‘Hotel Rwanda’ film reminds world to stand up against genocide

Editor’s note: The following appeared in the Feb. 17 issue of the Catholic Standard, newspaper of the Archdiocese of Washington. It was written by staff member Richard Szczepanowski.

CNS -- Inscribed on the outside of the U.S. Holocaust Memorial Museum in Washington is this admonition: "May their memory serve as a blessing and a warning."

Part rebuke and part prayer, it is a plea that the atrocities committed against Jews and others during World War II never happen again.

Sixty years after the Nazi death camps were opened and the world learned just how inhumane humans can really be to one another, the butchery and bloodshed continue. Right now, playing on movie screens across the country is a painful reminder of how we have not applied the lessons we learned from the Holocaust.

"Hotel Rwanda" has gained much publicity in recent weeks. It has been nominated for three Academy Awards: one for best actor, one for best supporting actress and one for best screenplay. It is sadly telling that the glitz and glamour of possibly winning Hollywood’s Oscar statuette is gaining more attention for the movie than the story — and message — it tells.

The movie, part drama and part documentary, is a based-on-fact retelling of one man’s heroic, and sometimes dangerous, decision to stand up to brutal tyranny and defend those targeted for extermination.

Don Cheadle stars as Paul Rusesabagina, manager of the Mille Colines hotel in the Rwandan capital of Kigali during the 1994 revolt and murderous rampage by that country’s Hutu militia.

The rampage began in April 1994, when the militia shot down a plane carrying the president of Rwanda and the president of Burundi. Both leaders were killed. In the ensuing 100 days, Hutu renegades started a barbarous campaign, hunting, torturing, forcibly raping and murdering more than 800,000 Tutsis and their Hutu sympathizers.

As recounted in "Hotel Rwanda," Rusesabagina hid nearly 1,200 Tutsi refugees and Hutu moderates, risking his life and his family’s safety in the process. The film describes his efforts to house and feed these displaced persons while bribing, cajoling and bartering with terrorist rebels.

◆ MATERIAL SUPPLIED:
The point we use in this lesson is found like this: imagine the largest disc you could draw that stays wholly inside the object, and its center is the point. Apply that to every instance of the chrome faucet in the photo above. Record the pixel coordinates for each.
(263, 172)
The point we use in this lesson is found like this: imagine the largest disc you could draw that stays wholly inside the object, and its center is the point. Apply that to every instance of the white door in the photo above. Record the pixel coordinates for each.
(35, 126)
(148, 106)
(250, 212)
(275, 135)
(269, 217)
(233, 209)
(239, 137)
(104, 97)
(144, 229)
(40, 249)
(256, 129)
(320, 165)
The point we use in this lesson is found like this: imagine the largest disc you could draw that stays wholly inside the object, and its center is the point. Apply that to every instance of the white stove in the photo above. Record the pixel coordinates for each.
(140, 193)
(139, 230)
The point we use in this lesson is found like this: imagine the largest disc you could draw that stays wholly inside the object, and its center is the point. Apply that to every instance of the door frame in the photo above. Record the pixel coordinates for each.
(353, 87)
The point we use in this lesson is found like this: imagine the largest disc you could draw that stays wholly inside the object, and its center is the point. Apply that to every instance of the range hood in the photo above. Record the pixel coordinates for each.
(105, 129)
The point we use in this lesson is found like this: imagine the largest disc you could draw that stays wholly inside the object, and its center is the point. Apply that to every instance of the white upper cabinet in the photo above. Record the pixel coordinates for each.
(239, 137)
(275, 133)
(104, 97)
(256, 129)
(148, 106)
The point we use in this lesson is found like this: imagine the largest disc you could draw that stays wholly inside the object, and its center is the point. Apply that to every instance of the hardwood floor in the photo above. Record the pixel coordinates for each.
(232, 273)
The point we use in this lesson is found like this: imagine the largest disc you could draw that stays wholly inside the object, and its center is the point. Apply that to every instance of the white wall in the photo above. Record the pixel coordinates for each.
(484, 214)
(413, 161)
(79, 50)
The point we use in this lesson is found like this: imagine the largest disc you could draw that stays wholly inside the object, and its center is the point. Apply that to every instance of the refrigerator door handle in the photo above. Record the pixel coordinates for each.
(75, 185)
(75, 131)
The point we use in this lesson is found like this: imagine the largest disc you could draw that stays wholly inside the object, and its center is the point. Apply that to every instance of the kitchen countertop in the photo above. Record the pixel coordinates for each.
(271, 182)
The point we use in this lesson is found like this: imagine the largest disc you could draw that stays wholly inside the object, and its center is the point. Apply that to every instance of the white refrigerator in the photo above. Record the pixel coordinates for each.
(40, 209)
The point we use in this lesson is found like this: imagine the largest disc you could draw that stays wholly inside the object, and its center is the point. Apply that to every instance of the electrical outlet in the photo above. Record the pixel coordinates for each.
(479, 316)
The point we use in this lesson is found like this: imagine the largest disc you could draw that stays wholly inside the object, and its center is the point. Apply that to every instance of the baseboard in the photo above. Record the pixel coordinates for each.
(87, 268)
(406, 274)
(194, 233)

◆ STUDY QUESTIONS:
1) In the article about "Hotel Rwanda," how many Tutsi refugees and Hutu moderates did Rusesabagina hide?
2) Carry the article about "Hotel Rwanda" forward from its last sentence.

◆ ANSWERS TO THE TASKS:
1) Nearly 1,200.

2)
Indeed, the film offers some images that are disturbing: rampant torture and murder; nuns praying the rosary as they try to escape the Hutus; children from a Catholic orphanage are slaughtered; a bumpy ride in a vehicle turns out to be a trip not over a road in disrepair, but a road strewn with hundreds of butchered men, women and children; foreigners are allowed to leave Rwanda with their pets, but they cannot bring Rwandans with them.

Sadly, the events were almost unnoticed by the rest of the world. Indeed, as disturbing as the movie’s portrayal of the genocide is, the impact is deepened by the disinterest shown by the United Nations, France and Belgium. The United States, to a lesser extent, is also criticized for its inaction.

During World War II, an argument could be made that relaying news was slow and unreliable. Perhaps — and this is a very weak argument — the rest of the world did not know the extent of the evil being carried out in the death camps because mass communication was not as advanced as it is now.

But the atrocities in Rwanda — the likes of which the world has not seen since the barbarism of the Nazis 50 years earlier — took place during a time of rapid mass communication and around-the-clock news. The world knew; it just looked away this time.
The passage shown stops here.